### 記事 ###
エンジニアリング組織論への招待 を読んだ感想です。
これまではアジャイルな体制や開発の実務経験がなく、ブログ等で方法論を読んでどのようにして実際に運用すればよいのかイメージできませんでした。「不確実性のマネージメント」、「不安に向き合う」という考え方からアジャイルがやりたい事が分かった気がします。
考え方の転換を迫られる Chapter1 思考のリファクタリング
頭から読み進めた時に、書籍のタイトルから推測した書きたいことが詰められていると感じた内容でした。開発を円滑に進めるために日々悩んでいる事に具体的な回答はないものの、自分のとらえ方を見直す機会にります。
最後のカレー作りの寓話は あるある 過ぎでした。
パーティに来るみんなのためにカレーを作りましょう。そう言って、ボブとエバは2人でカレーを作り始めた。
ボブは「どんなカレーにするかは僕が決める。カレーの代金は僕が出すから。エバは料理が得意だから僕が支持するようにカレーを作ってくれよ」と言った。
エバは了解し、材料とレシピを来るのを待った。
ボブはどんなカレーにするか悩んだ。料理が得意ではないのでレシピを書くのに時間がかかった。
###
> **作成内容**:
記事のうち、「考え方の転換を迫られる Chapter1 思考のリファクタリング」で始まり「最後のカレー作りの寓話は あるある 過ぎでした。」で終わる部分を、一字一句違えずに書き写しなさい。
### データ一覧 ###
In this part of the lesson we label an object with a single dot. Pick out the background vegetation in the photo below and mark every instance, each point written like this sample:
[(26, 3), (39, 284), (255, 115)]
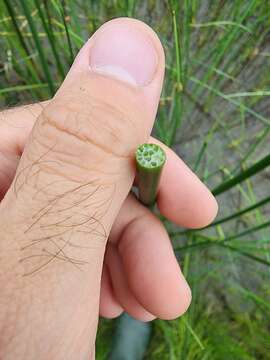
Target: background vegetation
[(214, 112)]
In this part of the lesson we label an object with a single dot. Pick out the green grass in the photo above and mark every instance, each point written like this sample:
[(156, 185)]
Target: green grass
[(214, 112)]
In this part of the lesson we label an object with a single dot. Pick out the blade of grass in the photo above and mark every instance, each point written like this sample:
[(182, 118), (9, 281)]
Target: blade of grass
[(51, 39), (243, 175), (239, 213)]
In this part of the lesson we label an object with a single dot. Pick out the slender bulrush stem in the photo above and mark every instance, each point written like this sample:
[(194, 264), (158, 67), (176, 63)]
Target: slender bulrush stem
[(150, 159)]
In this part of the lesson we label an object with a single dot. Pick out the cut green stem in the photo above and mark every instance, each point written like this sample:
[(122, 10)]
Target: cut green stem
[(150, 159)]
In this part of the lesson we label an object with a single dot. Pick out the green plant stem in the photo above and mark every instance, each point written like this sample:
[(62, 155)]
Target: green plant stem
[(150, 159)]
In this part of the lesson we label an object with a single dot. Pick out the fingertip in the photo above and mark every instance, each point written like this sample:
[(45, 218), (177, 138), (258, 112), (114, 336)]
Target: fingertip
[(179, 307)]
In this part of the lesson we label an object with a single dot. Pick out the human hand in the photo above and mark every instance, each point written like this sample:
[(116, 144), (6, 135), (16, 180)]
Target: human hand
[(69, 201)]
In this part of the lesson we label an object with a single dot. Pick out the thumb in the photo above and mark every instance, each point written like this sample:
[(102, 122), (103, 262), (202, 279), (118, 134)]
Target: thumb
[(73, 177)]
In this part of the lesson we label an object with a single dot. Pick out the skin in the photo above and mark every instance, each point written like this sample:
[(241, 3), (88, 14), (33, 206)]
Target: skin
[(75, 243)]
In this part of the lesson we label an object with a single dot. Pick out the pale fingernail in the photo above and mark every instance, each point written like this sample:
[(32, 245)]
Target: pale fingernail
[(125, 52)]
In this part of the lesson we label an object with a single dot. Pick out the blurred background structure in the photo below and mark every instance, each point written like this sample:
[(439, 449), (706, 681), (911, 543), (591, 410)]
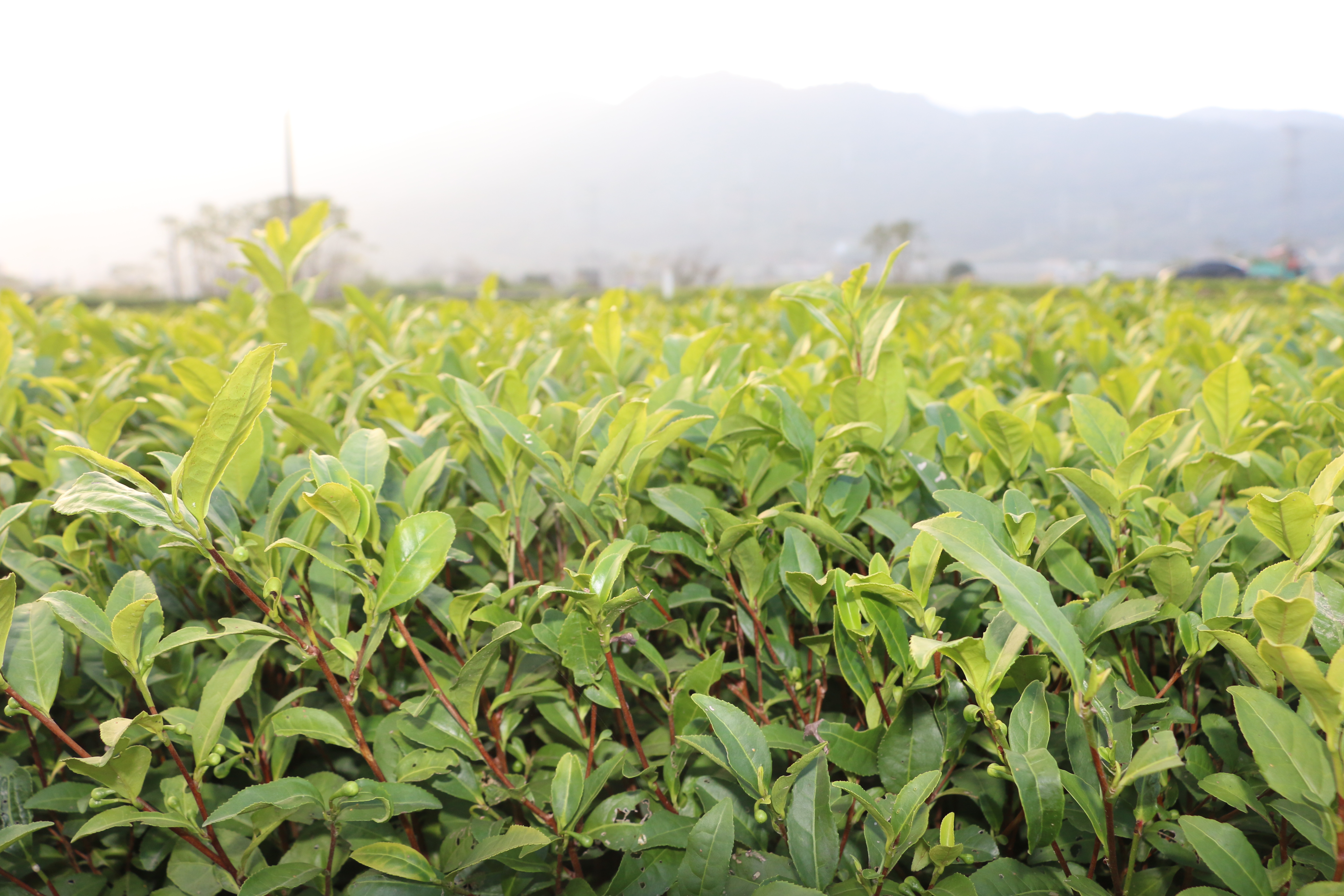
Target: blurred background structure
[(583, 146)]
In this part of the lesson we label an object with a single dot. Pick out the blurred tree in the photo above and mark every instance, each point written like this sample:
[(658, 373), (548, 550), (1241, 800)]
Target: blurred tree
[(202, 256)]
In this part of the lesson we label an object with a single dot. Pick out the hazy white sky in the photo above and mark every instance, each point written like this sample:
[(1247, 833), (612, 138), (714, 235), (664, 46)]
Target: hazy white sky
[(113, 116)]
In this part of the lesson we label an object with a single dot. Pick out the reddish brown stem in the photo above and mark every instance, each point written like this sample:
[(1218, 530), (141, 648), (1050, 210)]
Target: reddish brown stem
[(882, 704), (480, 749), (443, 636), (775, 659), (1339, 843), (201, 805), (1112, 852), (1170, 683), (635, 735), (849, 824)]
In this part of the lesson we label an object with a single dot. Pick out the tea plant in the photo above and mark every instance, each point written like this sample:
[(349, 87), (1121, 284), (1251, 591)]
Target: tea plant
[(825, 590)]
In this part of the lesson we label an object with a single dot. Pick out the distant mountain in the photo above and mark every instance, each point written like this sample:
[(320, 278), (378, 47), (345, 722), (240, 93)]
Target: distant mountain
[(769, 183)]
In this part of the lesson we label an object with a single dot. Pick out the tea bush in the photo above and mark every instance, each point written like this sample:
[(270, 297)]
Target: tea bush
[(966, 593)]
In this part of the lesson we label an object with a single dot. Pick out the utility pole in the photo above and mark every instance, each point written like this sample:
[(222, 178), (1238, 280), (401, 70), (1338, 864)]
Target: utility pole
[(290, 170)]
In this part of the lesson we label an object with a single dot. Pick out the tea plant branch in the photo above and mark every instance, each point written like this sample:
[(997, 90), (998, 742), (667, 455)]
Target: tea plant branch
[(312, 651), (761, 637), (196, 792), (635, 735), (486, 757), (84, 754), (15, 881)]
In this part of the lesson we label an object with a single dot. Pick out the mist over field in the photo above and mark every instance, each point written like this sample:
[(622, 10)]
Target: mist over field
[(765, 183)]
###
> **完成解答**:
考え方の転換を迫られる Chapter1 思考のリファクタリング
頭から読み進めた時に、書籍のタイトルから推測した書きたいことが詰められていると感じた内容でした。開発を円滑に進めるために日々悩んでいる事に具体的な回答はないものの、自分のとらえ方を見直す機会にります。
最後のカレー作りの寓話は あるある 過ぎでした。